#### Provided data:
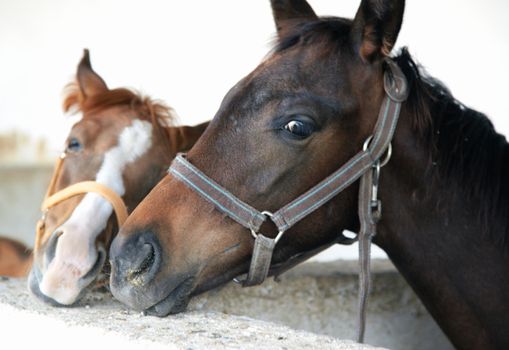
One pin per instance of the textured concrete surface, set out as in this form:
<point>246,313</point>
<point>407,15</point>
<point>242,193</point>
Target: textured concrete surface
<point>322,298</point>
<point>103,323</point>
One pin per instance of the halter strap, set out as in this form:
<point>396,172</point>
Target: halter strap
<point>365,165</point>
<point>86,187</point>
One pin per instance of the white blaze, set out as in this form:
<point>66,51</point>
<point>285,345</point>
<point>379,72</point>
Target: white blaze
<point>75,253</point>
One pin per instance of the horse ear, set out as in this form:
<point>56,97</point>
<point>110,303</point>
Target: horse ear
<point>90,82</point>
<point>376,27</point>
<point>285,10</point>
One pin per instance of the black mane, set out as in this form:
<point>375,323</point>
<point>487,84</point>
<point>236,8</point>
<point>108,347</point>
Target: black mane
<point>467,157</point>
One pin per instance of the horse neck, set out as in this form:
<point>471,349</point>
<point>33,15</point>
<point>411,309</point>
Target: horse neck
<point>437,242</point>
<point>182,138</point>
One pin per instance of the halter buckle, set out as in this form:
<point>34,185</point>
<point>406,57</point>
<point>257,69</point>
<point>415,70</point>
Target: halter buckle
<point>388,154</point>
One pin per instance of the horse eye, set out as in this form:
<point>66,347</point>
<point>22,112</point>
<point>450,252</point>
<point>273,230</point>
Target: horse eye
<point>73,145</point>
<point>299,128</point>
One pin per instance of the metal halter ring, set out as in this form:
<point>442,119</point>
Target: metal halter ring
<point>387,155</point>
<point>269,215</point>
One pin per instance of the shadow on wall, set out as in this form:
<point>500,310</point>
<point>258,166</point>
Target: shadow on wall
<point>20,148</point>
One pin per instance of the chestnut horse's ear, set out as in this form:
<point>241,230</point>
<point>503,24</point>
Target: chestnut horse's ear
<point>285,10</point>
<point>90,82</point>
<point>376,27</point>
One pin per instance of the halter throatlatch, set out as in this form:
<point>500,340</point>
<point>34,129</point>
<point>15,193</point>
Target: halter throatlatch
<point>51,199</point>
<point>365,166</point>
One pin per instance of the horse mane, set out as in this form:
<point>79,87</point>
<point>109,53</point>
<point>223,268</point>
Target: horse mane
<point>154,111</point>
<point>467,157</point>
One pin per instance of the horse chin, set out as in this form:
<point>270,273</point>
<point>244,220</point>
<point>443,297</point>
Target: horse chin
<point>175,302</point>
<point>86,282</point>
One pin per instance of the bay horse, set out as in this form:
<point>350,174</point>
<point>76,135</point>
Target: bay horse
<point>303,113</point>
<point>120,148</point>
<point>15,258</point>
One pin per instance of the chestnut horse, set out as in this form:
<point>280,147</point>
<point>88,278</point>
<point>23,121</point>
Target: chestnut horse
<point>15,258</point>
<point>123,143</point>
<point>303,113</point>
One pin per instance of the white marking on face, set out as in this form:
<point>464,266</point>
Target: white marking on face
<point>75,253</point>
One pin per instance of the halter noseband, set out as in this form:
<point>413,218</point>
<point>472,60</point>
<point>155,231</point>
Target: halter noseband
<point>51,199</point>
<point>365,166</point>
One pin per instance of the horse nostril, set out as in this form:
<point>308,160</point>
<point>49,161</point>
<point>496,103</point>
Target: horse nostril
<point>142,264</point>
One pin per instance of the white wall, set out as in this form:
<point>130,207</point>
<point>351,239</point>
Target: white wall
<point>189,53</point>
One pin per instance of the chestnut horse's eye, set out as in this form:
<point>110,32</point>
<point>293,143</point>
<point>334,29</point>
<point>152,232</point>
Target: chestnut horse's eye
<point>299,129</point>
<point>73,145</point>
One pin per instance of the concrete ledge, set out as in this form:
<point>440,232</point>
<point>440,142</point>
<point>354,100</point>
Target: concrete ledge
<point>103,323</point>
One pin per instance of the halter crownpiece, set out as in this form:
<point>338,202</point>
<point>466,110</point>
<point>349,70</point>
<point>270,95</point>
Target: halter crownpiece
<point>365,165</point>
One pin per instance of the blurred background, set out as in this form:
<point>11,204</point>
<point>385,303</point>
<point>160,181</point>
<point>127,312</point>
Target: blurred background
<point>189,53</point>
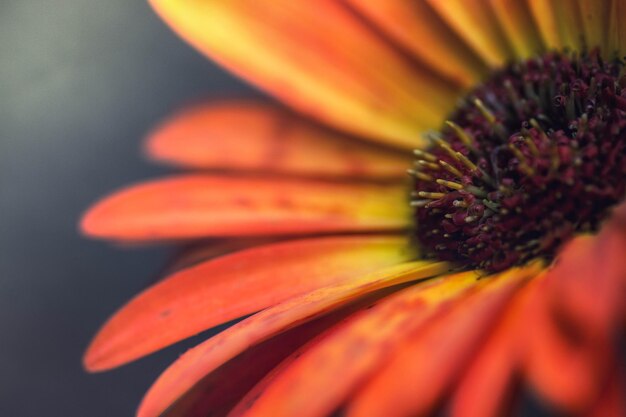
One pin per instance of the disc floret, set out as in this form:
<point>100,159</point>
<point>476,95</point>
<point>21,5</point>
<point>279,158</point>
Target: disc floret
<point>532,156</point>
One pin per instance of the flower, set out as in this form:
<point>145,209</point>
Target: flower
<point>503,276</point>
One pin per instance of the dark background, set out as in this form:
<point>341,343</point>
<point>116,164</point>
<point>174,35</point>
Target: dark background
<point>81,82</point>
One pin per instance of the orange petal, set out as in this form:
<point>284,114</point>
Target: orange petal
<point>198,362</point>
<point>217,393</point>
<point>195,206</point>
<point>587,287</point>
<point>595,16</point>
<point>252,136</point>
<point>476,22</point>
<point>575,319</point>
<point>612,403</point>
<point>421,370</point>
<point>567,372</point>
<point>225,288</point>
<point>352,351</point>
<point>418,28</point>
<point>518,23</point>
<point>559,22</point>
<point>361,84</point>
<point>197,252</point>
<point>485,388</point>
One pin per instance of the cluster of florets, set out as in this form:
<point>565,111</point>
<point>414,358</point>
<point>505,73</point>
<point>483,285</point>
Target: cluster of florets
<point>532,156</point>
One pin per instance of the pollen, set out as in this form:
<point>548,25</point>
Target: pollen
<point>531,157</point>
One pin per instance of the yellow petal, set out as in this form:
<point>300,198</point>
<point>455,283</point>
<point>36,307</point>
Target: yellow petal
<point>416,26</point>
<point>320,58</point>
<point>475,22</point>
<point>560,23</point>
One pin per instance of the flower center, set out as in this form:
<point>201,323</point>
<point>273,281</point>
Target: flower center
<point>530,157</point>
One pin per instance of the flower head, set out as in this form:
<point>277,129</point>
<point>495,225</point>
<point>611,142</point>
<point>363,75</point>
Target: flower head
<point>495,269</point>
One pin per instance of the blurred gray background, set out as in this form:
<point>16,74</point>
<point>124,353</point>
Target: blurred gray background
<point>81,82</point>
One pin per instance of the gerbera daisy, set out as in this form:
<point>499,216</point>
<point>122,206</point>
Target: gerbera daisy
<point>495,271</point>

#### Stated goal:
Write out, unchanged, the lines of the records above from the one that contains "One pin per instance of the white blaze, set" through the one that contains "<point>86,282</point>", and nothing else.

#### Written reply:
One pin per instance of the white blaze, set out as in this form:
<point>66,51</point>
<point>285,345</point>
<point>379,72</point>
Target: white blaze
<point>75,253</point>
One pin per instance of the horse ear, set out as in this form:
<point>56,97</point>
<point>110,303</point>
Target: horse ear
<point>90,82</point>
<point>376,27</point>
<point>285,10</point>
One pin per instance of the black mane, set out as in this form:
<point>375,323</point>
<point>487,84</point>
<point>236,8</point>
<point>108,347</point>
Target: black mane
<point>467,157</point>
One pin per instance of the horse neck, set out as in this form:
<point>471,349</point>
<point>33,15</point>
<point>411,309</point>
Target: horse neck
<point>437,242</point>
<point>182,138</point>
One pin per instance of the halter buckle, set out as in this form:
<point>34,185</point>
<point>406,57</point>
<point>257,69</point>
<point>415,70</point>
Target: halter buckle
<point>388,154</point>
One pin per instance of the horse eye, set out as in this form:
<point>66,347</point>
<point>22,112</point>
<point>450,252</point>
<point>273,230</point>
Target: horse eye
<point>73,145</point>
<point>299,128</point>
One pin per instance of the metal halter ring, set out as in this form:
<point>442,119</point>
Target: metal halter ring
<point>387,155</point>
<point>269,215</point>
One pin per instance of the shadow on wall, set out as in this form:
<point>500,310</point>
<point>258,166</point>
Target: shadow on wall
<point>20,148</point>
One pin per instance of the chestnut horse's ear, set out as in this form:
<point>241,230</point>
<point>503,24</point>
Target: chestnut horse's ear
<point>285,10</point>
<point>90,82</point>
<point>376,27</point>
One pin per instance of the halter throatlatch, set out as in this form:
<point>500,340</point>
<point>34,129</point>
<point>15,193</point>
Target: halter throatlatch
<point>51,199</point>
<point>365,166</point>
One pin per instance of the horse mane, set out as in this form:
<point>79,87</point>
<point>109,53</point>
<point>223,268</point>
Target: horse mane
<point>154,111</point>
<point>467,157</point>
One pin per instance of the horse chin, set out as in this form:
<point>270,273</point>
<point>244,220</point>
<point>443,297</point>
Target: horse chin
<point>175,302</point>
<point>86,282</point>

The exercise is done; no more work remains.